[The task] Format every line of the rows below as a JSON list of strings, one string per line, skipping blank lines and leaving out the pictures.

[Supplied records]
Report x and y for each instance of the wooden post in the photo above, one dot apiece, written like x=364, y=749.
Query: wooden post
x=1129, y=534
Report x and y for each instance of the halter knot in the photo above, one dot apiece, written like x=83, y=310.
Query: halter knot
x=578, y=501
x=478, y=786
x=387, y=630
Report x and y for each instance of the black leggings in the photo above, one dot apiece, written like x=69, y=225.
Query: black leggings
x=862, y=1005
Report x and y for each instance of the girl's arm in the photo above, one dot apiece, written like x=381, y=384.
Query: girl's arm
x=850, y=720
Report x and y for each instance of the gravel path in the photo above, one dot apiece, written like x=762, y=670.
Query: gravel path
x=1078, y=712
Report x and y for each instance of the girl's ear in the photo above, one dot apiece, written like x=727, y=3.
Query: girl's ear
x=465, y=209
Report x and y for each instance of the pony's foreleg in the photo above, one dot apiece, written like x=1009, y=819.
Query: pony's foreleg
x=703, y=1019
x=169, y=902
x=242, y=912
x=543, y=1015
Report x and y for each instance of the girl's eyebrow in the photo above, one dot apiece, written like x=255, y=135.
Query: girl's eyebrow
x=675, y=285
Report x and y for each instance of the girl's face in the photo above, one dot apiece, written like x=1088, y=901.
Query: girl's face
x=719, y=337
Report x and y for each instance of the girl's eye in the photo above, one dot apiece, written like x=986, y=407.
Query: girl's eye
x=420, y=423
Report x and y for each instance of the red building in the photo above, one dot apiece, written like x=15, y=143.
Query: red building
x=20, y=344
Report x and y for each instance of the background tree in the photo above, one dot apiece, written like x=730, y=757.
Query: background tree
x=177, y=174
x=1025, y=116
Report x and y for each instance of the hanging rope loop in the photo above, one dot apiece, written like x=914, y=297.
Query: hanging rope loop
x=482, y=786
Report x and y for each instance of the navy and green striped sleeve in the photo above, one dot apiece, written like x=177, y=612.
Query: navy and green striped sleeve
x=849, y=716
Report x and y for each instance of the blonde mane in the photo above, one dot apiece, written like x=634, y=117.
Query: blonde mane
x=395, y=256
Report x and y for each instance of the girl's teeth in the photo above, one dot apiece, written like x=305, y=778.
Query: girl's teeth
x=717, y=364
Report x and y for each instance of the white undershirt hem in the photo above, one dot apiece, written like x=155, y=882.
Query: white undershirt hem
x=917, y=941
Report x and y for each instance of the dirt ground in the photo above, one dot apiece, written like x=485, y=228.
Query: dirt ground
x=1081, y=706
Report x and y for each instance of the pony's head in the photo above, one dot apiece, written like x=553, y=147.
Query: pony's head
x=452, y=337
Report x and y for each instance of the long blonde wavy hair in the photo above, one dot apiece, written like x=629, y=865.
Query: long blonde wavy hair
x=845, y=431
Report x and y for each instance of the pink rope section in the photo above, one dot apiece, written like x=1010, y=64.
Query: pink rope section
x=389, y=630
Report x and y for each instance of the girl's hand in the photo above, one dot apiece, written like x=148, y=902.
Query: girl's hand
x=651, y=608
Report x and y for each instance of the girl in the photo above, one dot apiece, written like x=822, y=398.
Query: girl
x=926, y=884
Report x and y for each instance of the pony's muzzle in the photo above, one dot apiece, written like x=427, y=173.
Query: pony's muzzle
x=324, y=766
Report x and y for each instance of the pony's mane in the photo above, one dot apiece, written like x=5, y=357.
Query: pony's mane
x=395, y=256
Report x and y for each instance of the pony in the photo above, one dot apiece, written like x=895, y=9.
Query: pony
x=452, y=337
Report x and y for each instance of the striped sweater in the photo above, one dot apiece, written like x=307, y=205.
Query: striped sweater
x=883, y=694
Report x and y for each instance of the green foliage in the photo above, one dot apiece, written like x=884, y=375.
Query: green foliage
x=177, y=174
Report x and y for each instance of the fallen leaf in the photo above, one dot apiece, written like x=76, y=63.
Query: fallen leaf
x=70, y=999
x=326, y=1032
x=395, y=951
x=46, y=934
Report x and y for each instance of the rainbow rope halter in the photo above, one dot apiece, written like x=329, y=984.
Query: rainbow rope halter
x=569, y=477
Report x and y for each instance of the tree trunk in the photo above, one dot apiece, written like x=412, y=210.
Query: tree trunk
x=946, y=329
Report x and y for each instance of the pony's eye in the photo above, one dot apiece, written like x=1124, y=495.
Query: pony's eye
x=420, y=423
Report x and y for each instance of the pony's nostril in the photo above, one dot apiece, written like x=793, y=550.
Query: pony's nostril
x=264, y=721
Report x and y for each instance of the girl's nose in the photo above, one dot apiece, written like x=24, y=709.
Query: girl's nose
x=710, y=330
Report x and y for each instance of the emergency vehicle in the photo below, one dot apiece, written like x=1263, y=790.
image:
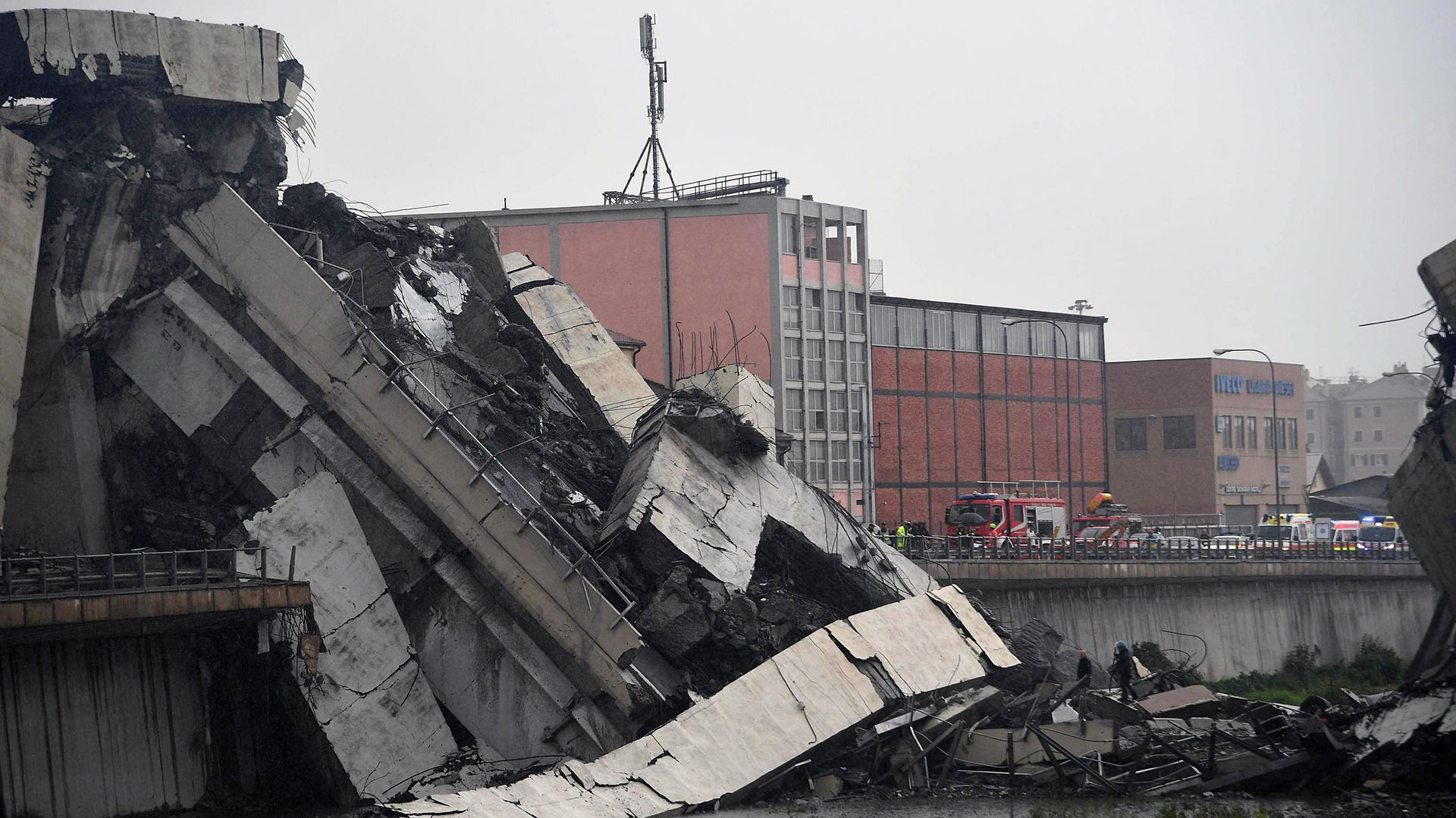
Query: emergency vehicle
x=1006, y=514
x=1103, y=512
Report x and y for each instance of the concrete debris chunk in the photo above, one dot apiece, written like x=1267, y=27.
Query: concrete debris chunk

[Written solution]
[
  "Report x and y for each instance of the wooden post in the photo above, one dot apiece, written like x=364, y=749.",
  "Query: wooden post",
  "x=1129, y=534",
  "Report x and y for each instance of the halter knot in the photo above, one dot apiece, written like x=83, y=310.",
  "Query: halter knot",
  "x=578, y=501",
  "x=478, y=786",
  "x=387, y=630",
  "Report x and y for each instance of the black leggings in the photo above, one dot apiece, written like x=69, y=225.",
  "Query: black leggings",
  "x=862, y=1005",
  "Report x and y for each instance of the girl's arm in the photo above, one dot apiece, written like x=381, y=384.",
  "Query: girl's arm",
  "x=850, y=720",
  "Report x and y for each instance of the gravel path in the photo above, one dot apiece, written like x=762, y=670.",
  "Query: gravel path",
  "x=1078, y=712",
  "Report x and y for each instance of the girl's ear in the photo above, one dot apiece, written like x=727, y=3.",
  "Query: girl's ear",
  "x=465, y=209",
  "Report x and y for each instance of the pony's foreleg in the photo above, one dot apiece, written like x=1009, y=819.",
  "Query: pony's foreleg",
  "x=703, y=1019",
  "x=169, y=902",
  "x=242, y=912",
  "x=543, y=1015",
  "Report x and y for each instance of the girl's eyebrow in the photo above, one dot apiece, written like x=255, y=135.",
  "Query: girl's eyebrow",
  "x=675, y=285",
  "Report x and y for each instance of the girl's face in the photo above, one dot apiece, written like x=1088, y=901.",
  "Query: girl's face",
  "x=719, y=337",
  "Report x and y for each instance of the girl's eye in the photo above, one dot apiece, written like x=986, y=407.",
  "Query: girl's eye",
  "x=420, y=423",
  "Report x and y for each instance of the red building in the photo above, one dot apiece, written like x=15, y=143.",
  "Query: red building",
  "x=20, y=344",
  "Report x and y for each instance of the background tree in the photo above, one dot apiece, written like x=730, y=757.",
  "Query: background tree",
  "x=177, y=174",
  "x=1025, y=116",
  "Report x and y for each instance of the hanging rope loop in the photo above, one dot apiece, written like x=914, y=297.",
  "Query: hanging rope loop",
  "x=482, y=786",
  "Report x and y for each instance of the navy and green striped sleeve in the photo above, one dot apiece, written like x=177, y=612.",
  "Query: navy and green striped sleeve",
  "x=849, y=716",
  "Report x and y for each instance of the blonde mane in the photo above, one dot apiece, written like x=634, y=117.",
  "Query: blonde mane",
  "x=395, y=256",
  "Report x and y for each instance of the girl's teeth in the photo above, one dot apiece, written like x=305, y=778.",
  "Query: girl's teeth",
  "x=717, y=364",
  "Report x and y for each instance of the white undershirt hem in the photo above, one dot apiece, written like x=155, y=882.",
  "Query: white undershirt hem",
  "x=917, y=941",
  "Report x and y for each instance of the dirt ground in the photo above, one dot apiece, written like x=485, y=228.",
  "Query: dirt ground",
  "x=1081, y=706",
  "Report x and y for each instance of the pony's head in the photo above, one dot apiece, written like x=553, y=147.",
  "Query: pony's head",
  "x=452, y=337",
  "Report x and y for each instance of the long blonde wavy hair in the photo above, one dot apiece, written like x=629, y=865.",
  "Query: long blonde wavy hair",
  "x=845, y=431",
  "Report x and y for each instance of the pink rope section in the photo above, one dot apiece, written like x=1010, y=64.",
  "Query: pink rope section",
  "x=389, y=630",
  "Report x and y for each instance of the girl's hand in the photo above, one dot apiece, written like x=148, y=902.",
  "Query: girl's hand",
  "x=651, y=608",
  "Report x and y for each instance of the girl in the photo above, one dot apiece, written like x=822, y=398.",
  "Query: girl",
  "x=926, y=884",
  "Report x and y for each instance of the pony's muzzle in the photo above, one dot apiece, written like x=427, y=173.",
  "Query: pony's muzzle",
  "x=324, y=766",
  "Report x and y for each instance of the pony's mane in the photo above, one dot apiece, written like x=5, y=357.",
  "Query: pony's mane",
  "x=395, y=256",
  "Report x and y for each instance of the pony in the photo above, one dot apiece, written like x=895, y=9.",
  "Query: pony",
  "x=452, y=337",
  "Report x and y for each instance of the striped sweater in the photo above, one dot apiece, written like x=307, y=205.",
  "Query: striped sweater",
  "x=883, y=694",
  "Report x and y for each instance of the green foliage in the photo above, one dot apiece, written like x=884, y=375.",
  "Query: green foliage",
  "x=177, y=174",
  "Report x and y for each instance of the fallen leaf in the photo above, one dot apiece, written like x=76, y=63.",
  "Query: fallen leaf",
  "x=70, y=999",
  "x=326, y=1032",
  "x=395, y=951",
  "x=46, y=934",
  "Report x and y for each instance of the rainbow rope halter in the photo above, one dot apiece, written like x=329, y=984.",
  "Query: rainbow rope halter",
  "x=569, y=477",
  "Report x and y for each instance of the tree trunk in the photo above, one dot apiece, written like x=412, y=210.",
  "Query: tree trunk",
  "x=946, y=329",
  "Report x and y for each instance of the pony's eye in the photo above, one dot apiece, written like x=1124, y=495.",
  "Query: pony's eye",
  "x=420, y=423",
  "Report x and y for each instance of the pony's nostril in the photo above, one dot apiece, written like x=793, y=550.",
  "Query: pony's nostril",
  "x=264, y=721",
  "Report x and y for each instance of the girl's nose in the photo above, one dot apiece, written like x=24, y=709.",
  "Query: girl's nose",
  "x=710, y=330",
  "Report x and y for each instance of the emergency vehicle in the photo below, one dot apiece, written like x=1263, y=790.",
  "image:",
  "Query: emergency vehicle",
  "x=1006, y=514",
  "x=1103, y=512",
  "Report x and y for each instance of the concrete debris chunk in the photo above, one dot apiece, written like x=1267, y=27.",
  "Query: concrete debris chunk"
]